» What is required:
Return the passage from the essay on significance testing below, word for word, between "As Gigerenzer (2004)" and "underlying routine practices.", inclusive.

» Text excerpt:

Gelman’s Type-S Error: A Misunderstanding of Hypothesis Testing

Andrew Gelman is well known for strong opinions about psychological science, including its methods and research culture (Fiske, 2017. For the most part, he writes as if psychologists are still following a statistical ritual that cannot produce meaningful results. This criticism is not new. It was already made by influential psychologists and methodologists, including Cohen (1990, 1994) and Gigerenzer (2004). The problem with Gelman’s critique is that it is outdated and largely ignores the discussion of null-hypothesis significance testing that took place in psychology during the 1990s. As evidence for this claim, one can simply inspect the reference list of Gelman and Carlin (2014). An article published in Perspectives on Psychological Science does not cite Cohen (1990, 1994), Gigerenzer (2004), or Tukey’s directional reformulation of significance testing (Tukey, 1991; Jones & Tukey, 2000). Although an outsider perspective can be useful for challenging untested assumptions, a commentary that ignores key insights produced by eminent statisticians and methodologists within psychology is unlikely to do so.

The Null-Hypothesis Significance Testing Strawman

As Gigerenzer (2004) pointed out, statistics is often taught as a ritual to be followed rather than as a principled approach to drawing conclusions from data. Rituals are not necessarily bad, but in science it is usually better to understand the rationale and assumptions underlying routine practices.

Null-hypothesis significance testing (NHST) has been described and criticized for decades (Tukey, 1991; Cohen, 1994). Most students of psychology will recognize the following brief description of it. First, researchers collect data that relate one variable to another. Ideally, this is an experiment in which one variable is experimentally manipulated (the independent variable) and the other is observed (the dependent variable). In experiments, a relationship between the independent and dependent variable may justify causal claims, but NHST itself is indifferent to causality. It can be applied to both experimental and correlational data. The main information produced by statistical analyses is the p-value. P-values below a conventional threshold are called statistically significant; those above the threshold are treated as not significant (ns). Significant results are easier to publish. As a result, data analysis often becomes a series of statistical tests searching for statistically significant results (Bem, 2010).

» Available data:
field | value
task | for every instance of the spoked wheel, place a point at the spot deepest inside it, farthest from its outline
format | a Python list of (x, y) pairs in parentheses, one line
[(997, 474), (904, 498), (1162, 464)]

» Right answer:
As Gigerenzer (2004) pointed out, statistics is often taught as a ritual to be followed rather than as a principled approach to drawing conclusions from data. Rituals are not necessarily bad, but in science it is usually better to understand the rationale and assumptions underlying routine practices.